**EXERCISE PROMPT:**
Please answer from the St. Albert library funding text below: what savings over a five-year period did the report estimate from reducing library grant funding?

begin PAGE

Don Schneider asks all candidates in St. Albert's municipal election: Do you support the Ernst & Young recommendation to reduce St. Albert library grant funding?

Gazette reader Don Schneider asks: Do you support the Ernst & Young recommendation to reduce St. Albert library grant funding to be in line with comparable municipalities given it represents a substantial saving opportunity for the city and consequently the taxpayers? (The report indicated that "reducing library grant funding levels in line with comparable municipalities" would result in an estimated $5.9 million to $9.5 million in savings over a five-year period)

All candidates had 60 words to answer. 

Mayoral candidates:

Cathy Heron: After the election I will ask to explore all opportunities that Ernst & Young presented. The library has already identified some issues with comparables, and so I believe further investigation is required.

end PAGE
begin MATERIAL SUPPLIED

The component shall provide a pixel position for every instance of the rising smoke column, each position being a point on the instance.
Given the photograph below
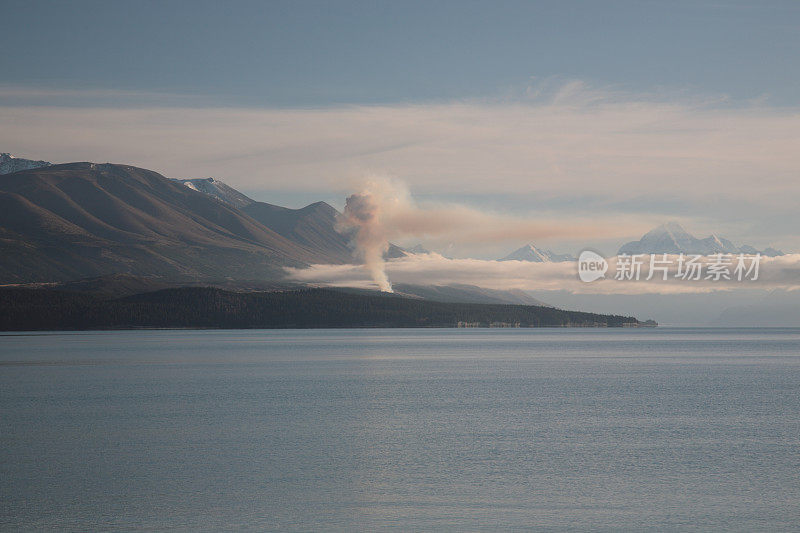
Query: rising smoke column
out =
(365, 212)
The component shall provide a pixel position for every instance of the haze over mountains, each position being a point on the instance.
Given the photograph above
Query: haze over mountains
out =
(76, 220)
(118, 228)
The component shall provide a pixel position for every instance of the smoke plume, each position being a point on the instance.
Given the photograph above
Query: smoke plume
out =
(384, 210)
(366, 213)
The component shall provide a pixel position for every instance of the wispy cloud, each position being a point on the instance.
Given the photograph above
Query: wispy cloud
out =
(562, 140)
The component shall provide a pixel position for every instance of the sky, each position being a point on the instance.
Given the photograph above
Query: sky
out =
(626, 113)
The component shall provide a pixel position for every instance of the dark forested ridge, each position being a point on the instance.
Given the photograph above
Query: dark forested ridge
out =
(45, 309)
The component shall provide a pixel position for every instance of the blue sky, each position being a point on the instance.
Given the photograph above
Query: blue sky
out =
(629, 113)
(322, 53)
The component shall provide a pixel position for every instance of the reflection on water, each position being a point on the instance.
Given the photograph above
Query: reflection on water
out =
(416, 429)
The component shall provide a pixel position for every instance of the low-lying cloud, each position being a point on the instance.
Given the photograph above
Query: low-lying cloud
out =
(433, 269)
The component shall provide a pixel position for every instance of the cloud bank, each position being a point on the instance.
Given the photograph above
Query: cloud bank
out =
(433, 269)
(567, 151)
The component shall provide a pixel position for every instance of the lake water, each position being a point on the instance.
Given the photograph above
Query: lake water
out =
(669, 429)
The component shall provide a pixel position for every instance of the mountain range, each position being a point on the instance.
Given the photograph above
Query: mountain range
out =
(9, 164)
(536, 255)
(123, 227)
(671, 238)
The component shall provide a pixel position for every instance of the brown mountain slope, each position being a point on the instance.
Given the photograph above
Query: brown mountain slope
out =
(313, 226)
(83, 219)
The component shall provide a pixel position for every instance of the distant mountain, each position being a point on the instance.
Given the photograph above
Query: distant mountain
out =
(313, 226)
(218, 190)
(65, 222)
(671, 238)
(9, 164)
(536, 255)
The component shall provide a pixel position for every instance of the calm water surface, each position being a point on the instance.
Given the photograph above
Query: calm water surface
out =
(669, 429)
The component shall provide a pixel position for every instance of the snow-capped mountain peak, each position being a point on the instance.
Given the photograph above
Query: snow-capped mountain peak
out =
(531, 253)
(671, 238)
(9, 164)
(218, 190)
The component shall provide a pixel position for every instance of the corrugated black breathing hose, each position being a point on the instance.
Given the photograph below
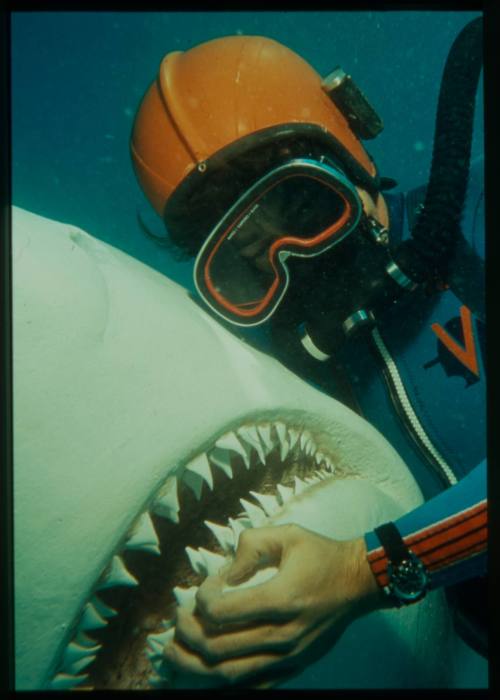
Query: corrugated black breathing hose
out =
(427, 256)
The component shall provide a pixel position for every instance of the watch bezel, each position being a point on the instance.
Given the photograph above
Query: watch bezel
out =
(408, 579)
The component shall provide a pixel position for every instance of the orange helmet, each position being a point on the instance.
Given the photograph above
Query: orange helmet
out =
(231, 95)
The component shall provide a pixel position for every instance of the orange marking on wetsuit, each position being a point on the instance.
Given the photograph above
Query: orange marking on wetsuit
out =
(467, 356)
(439, 546)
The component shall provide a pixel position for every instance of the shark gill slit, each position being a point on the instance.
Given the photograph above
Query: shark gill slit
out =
(247, 474)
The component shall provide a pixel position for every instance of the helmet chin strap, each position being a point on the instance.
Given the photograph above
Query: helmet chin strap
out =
(374, 210)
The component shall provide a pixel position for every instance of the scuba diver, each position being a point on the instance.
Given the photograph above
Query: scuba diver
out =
(257, 167)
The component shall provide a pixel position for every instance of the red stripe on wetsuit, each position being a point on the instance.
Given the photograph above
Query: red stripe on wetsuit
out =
(442, 544)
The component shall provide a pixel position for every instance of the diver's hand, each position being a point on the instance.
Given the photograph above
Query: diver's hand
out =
(276, 628)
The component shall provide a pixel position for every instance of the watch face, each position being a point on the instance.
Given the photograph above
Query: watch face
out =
(408, 579)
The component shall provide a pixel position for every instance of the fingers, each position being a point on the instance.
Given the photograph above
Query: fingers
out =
(267, 601)
(256, 548)
(228, 672)
(227, 643)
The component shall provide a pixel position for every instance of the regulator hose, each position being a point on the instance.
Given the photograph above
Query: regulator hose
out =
(426, 257)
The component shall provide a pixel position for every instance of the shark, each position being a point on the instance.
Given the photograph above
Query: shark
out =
(147, 437)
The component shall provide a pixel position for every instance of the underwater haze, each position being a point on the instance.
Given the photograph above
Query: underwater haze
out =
(78, 78)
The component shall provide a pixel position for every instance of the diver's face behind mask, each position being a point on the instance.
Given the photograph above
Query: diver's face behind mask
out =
(301, 208)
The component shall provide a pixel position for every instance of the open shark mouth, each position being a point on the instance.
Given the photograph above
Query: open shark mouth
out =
(146, 438)
(188, 529)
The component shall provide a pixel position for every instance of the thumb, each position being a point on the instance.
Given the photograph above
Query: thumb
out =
(256, 548)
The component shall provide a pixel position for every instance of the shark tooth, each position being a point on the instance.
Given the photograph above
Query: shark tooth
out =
(249, 434)
(117, 575)
(293, 437)
(157, 661)
(201, 466)
(222, 459)
(143, 536)
(213, 561)
(186, 597)
(230, 441)
(265, 433)
(256, 514)
(223, 535)
(65, 681)
(281, 433)
(285, 492)
(79, 665)
(196, 560)
(304, 438)
(237, 526)
(300, 486)
(91, 619)
(103, 609)
(166, 503)
(159, 681)
(268, 503)
(194, 482)
(310, 447)
(74, 653)
(157, 640)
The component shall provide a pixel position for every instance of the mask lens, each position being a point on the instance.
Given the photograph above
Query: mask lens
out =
(242, 270)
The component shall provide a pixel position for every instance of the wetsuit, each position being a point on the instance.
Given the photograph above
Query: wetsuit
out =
(442, 366)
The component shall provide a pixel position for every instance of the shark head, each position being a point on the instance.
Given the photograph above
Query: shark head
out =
(146, 437)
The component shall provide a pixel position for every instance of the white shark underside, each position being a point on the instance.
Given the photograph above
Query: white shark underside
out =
(122, 388)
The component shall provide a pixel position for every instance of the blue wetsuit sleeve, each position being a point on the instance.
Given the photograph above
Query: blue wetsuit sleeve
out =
(448, 533)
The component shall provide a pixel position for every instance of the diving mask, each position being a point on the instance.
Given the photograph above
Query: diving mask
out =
(300, 208)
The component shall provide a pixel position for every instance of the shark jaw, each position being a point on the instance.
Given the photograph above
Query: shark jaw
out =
(145, 437)
(190, 528)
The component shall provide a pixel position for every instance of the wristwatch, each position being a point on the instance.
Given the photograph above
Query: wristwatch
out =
(408, 577)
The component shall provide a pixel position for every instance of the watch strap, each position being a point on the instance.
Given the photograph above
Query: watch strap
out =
(391, 540)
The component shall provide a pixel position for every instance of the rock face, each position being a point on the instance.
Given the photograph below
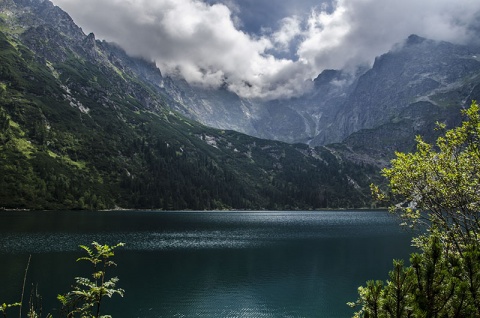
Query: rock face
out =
(85, 126)
(417, 83)
(414, 85)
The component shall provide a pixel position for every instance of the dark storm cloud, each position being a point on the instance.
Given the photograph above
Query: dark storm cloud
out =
(274, 46)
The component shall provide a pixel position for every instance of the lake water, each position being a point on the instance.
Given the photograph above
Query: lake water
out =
(207, 264)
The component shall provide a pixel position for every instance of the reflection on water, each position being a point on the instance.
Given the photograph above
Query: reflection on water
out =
(212, 264)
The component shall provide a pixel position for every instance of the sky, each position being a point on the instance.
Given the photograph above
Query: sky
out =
(269, 49)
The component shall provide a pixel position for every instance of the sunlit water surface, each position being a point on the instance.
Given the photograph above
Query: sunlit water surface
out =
(207, 264)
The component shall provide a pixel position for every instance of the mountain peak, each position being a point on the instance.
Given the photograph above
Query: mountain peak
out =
(414, 39)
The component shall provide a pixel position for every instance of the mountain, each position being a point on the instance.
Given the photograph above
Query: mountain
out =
(402, 94)
(85, 126)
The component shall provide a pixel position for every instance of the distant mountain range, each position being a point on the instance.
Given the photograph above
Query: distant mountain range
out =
(404, 93)
(85, 126)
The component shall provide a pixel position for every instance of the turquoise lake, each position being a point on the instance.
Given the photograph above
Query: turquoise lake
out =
(206, 264)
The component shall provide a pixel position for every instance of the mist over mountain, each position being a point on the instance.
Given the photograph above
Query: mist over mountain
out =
(85, 126)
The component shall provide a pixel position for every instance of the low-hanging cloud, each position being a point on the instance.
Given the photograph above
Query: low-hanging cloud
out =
(205, 44)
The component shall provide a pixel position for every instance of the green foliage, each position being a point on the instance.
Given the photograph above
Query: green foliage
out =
(437, 186)
(86, 297)
(129, 150)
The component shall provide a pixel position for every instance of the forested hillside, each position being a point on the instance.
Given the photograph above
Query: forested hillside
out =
(80, 128)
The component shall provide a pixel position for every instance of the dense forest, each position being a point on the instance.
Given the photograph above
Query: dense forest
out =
(80, 129)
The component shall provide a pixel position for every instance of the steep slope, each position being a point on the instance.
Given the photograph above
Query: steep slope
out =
(82, 125)
(411, 87)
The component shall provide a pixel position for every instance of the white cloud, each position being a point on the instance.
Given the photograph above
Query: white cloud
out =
(203, 42)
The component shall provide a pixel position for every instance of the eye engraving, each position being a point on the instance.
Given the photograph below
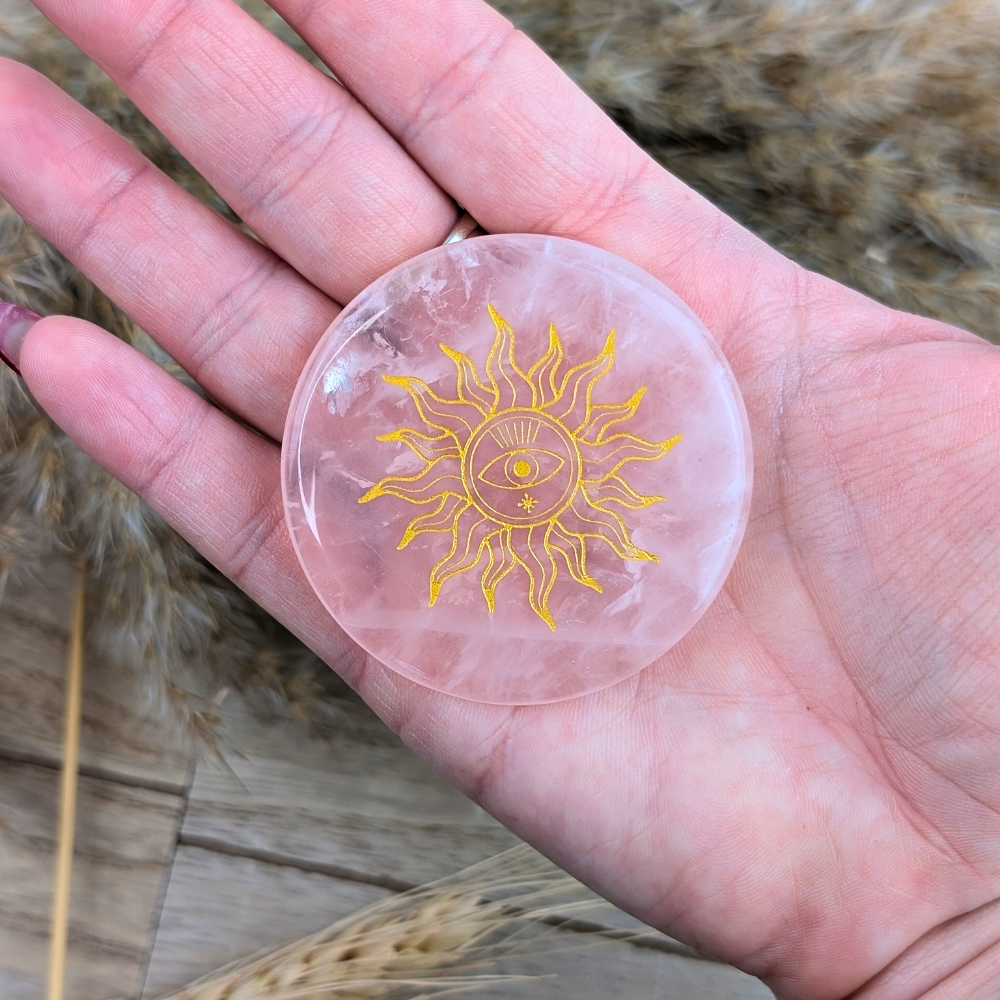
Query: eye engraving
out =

end MATERIAL SUPPLIED

**FINAL RESULT:**
An estimated $5.9 million to $9.5 million.